**Goal 1**
State whether each statement below agrees with the passage on Fernandina's marine iguanas. Answer yes or no for each, and quote the deciding words of the passage exactly.
(a) Fernandina is the youngest of the islands.
(b) The iguana thrown into the sea was dead when the line was drawn up an hour later.
(c) Darwin gave the lizards' length as between three and four feet.
**Goal 2**
Return, copied exactly, the part of the passage on Fernandina's marine iguanas that opens with the words containing "On Fernandina, the" and closes with "But astonishing too.".
**Goal 3**
Take the passage on Fernandina's marine iguanas further, beginning after its last sentence.

On Fernandina, the youngest of the islands, there's the startling panorama of hundreds of marine iguanas spread across outcroppings of prehistoric lava. That these creatures are the only sea-living lizards in creation was one of the many discoveries Darwin made here. As he tells it, a sailor aboard the Beagle threw an iguana into the sea "with a heavy weight attached to it, thinking thus to kill it directly; but when an hour afterwards he drew up the line, it was quite active." One gasps at these mini Godzillas, taciturn as they bask in 100-degree temperatures. Again, Darwin ca. 1843: "The rocks on the coast abounded with great black lizards, between three and four feet long. It is a hideous-looking creature of a dirty-black colour; stupid and sluggish in its movements." But astonishing too.

**Data section**
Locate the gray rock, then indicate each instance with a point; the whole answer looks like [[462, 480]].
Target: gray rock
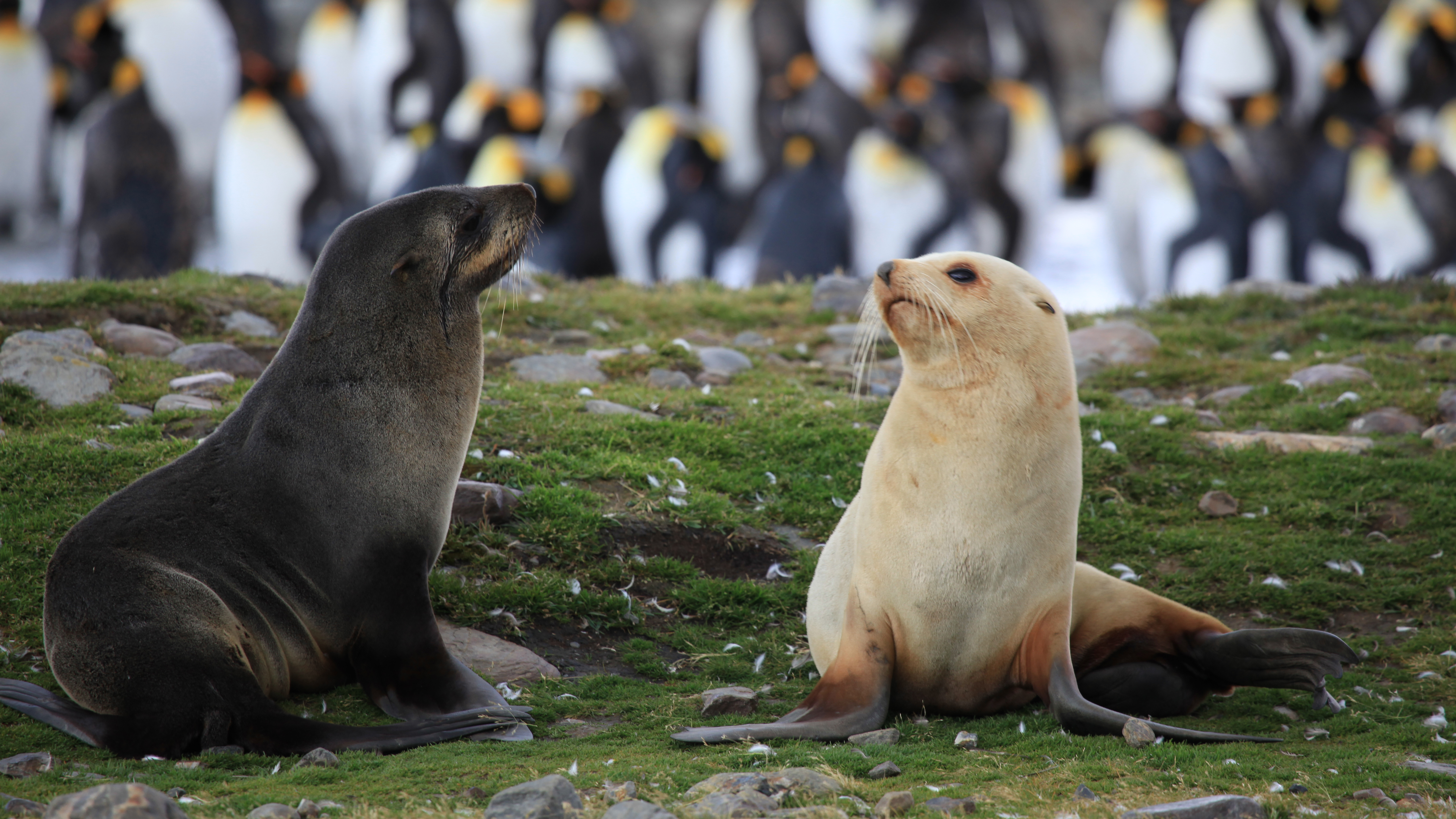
[[667, 380], [883, 737], [895, 803], [841, 293], [637, 809], [1442, 436], [493, 658], [1388, 420], [318, 758], [1288, 291], [1439, 343], [1324, 375], [477, 500], [723, 359], [846, 334], [1224, 807], [884, 770], [1139, 397], [1218, 503], [1139, 734], [733, 700], [1228, 396], [548, 798], [803, 780], [24, 766], [1446, 406], [178, 401], [24, 807], [948, 805], [609, 409], [139, 339], [123, 801], [1098, 347], [218, 356], [558, 369], [56, 366], [244, 323]]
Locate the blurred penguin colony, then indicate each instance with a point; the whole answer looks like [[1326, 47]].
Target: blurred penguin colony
[[1302, 141]]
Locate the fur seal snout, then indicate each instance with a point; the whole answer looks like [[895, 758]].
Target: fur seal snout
[[290, 550], [951, 584]]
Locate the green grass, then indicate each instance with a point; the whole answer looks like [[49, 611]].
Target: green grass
[[799, 422]]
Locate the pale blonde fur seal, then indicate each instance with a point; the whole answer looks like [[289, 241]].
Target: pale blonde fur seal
[[951, 584]]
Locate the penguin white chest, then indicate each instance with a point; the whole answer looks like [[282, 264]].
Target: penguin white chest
[[264, 174]]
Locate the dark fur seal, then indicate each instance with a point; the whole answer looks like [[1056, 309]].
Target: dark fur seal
[[290, 550]]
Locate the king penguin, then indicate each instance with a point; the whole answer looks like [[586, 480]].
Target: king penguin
[[25, 97]]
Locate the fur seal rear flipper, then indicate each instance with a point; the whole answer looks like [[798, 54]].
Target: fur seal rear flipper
[[951, 582], [290, 550]]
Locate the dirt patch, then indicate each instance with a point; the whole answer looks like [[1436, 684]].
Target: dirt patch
[[742, 556]]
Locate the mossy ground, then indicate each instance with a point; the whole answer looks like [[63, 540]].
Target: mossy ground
[[801, 425]]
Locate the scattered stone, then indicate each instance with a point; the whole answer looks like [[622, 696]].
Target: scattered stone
[[637, 809], [477, 500], [318, 758], [244, 323], [130, 801], [895, 803], [1288, 291], [883, 737], [1439, 343], [736, 805], [1139, 397], [1446, 406], [1224, 807], [1288, 442], [493, 658], [1098, 347], [548, 798], [841, 293], [621, 792], [1326, 375], [139, 339], [56, 366], [1228, 396], [667, 380], [733, 700], [24, 766], [1139, 734], [723, 359], [558, 369], [1390, 422], [884, 770], [203, 384], [1442, 436], [25, 807], [178, 401], [571, 337], [948, 805], [1218, 505]]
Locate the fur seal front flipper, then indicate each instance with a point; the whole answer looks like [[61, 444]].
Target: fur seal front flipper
[[292, 550], [951, 582]]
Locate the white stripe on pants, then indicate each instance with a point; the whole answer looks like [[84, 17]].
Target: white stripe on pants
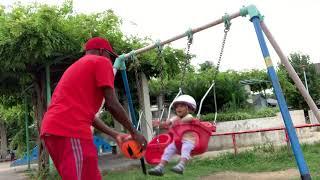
[[78, 156], [171, 149]]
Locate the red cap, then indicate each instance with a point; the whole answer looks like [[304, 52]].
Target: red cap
[[99, 43]]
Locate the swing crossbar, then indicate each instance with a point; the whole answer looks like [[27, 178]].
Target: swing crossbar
[[195, 30]]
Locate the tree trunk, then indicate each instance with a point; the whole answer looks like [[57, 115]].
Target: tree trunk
[[40, 106], [3, 138]]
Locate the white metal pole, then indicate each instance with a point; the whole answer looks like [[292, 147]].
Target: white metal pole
[[292, 73], [195, 30]]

**Exercise result 1**
(a) Yes: "the youngest of the islands"
(b) No: "it was quite active"
(c) Yes: "between three and four feet long"

**Exercise result 2**
On Fernandina, the youngest of the islands, there's the startling panorama of hundreds of marine iguanas spread across outcroppings of prehistoric lava. That these creatures are the only sea-living lizards in creation was one of the many discoveries Darwin made here. As he tells it, a sailor aboard the Beagle threw an iguana into the sea "with a heavy weight attached to it, thinking thus to kill it directly; but when an hour afterwards he drew up the line, it was quite active." One gasps at these mini Godzillas, taciturn as they bask in 100-degree temperatures. Again, Darwin ca. 1843: "The rocks on the coast abounded with great black lizards, between three and four feet long. It is a hideous-looking creature of a dirty-black colour; stupid and sluggish in its movements." But astonishing too.

**Exercise result 3**
The days went by in a rush of heart-stopping images and emotions. We climbed the 375 wood steps constructed among the barren lava fields to Pinnacle Rock, and swam alongside the giant sea lions splayed like a colony of overly indulged bathers across the white sands of Gardner Beach, off Española. On our last morning a few of us rose one last time at 6:45 for the "optional" panga ride in Black Turtle Cove, off Santa Cruz. Quietly motoring our way through still waters, lush outcroppings, and tangled mangroves, one felt not only the hushed beginnings of morning but those of primordial life itself. Through clear pine-green waters we saw a school of golden rays and a chocolate-chip starfish. In the distance a great blue heron stood majestically—a sentinel guarding our departure. As we headed out to the Eclipse, a guide pointed to a school of baby blacktip sharks making their way into a darkened cove. I thought to myself: This is indeed the destination of our time—remote, untouched, unchanged—just as it was for Darwin nearly two centuries ago; as it is for Zachary; and, God willing, as it will be for those who come after him.

The Galápagos in Style

With Abercrombie & Kent every last detail is taken care of, including navigating the Quito and Baltra airports (no easy feat). A&K offers two to three trips per month aboard the Eclipse.

Prices range from $3,950 to $4,365 per person, double occupancy, and include seven nights on the Eclipse, three nights at Swissôtel in Quito, all meals, sightseeing, naturalist guides, and Galápagos National Park fees.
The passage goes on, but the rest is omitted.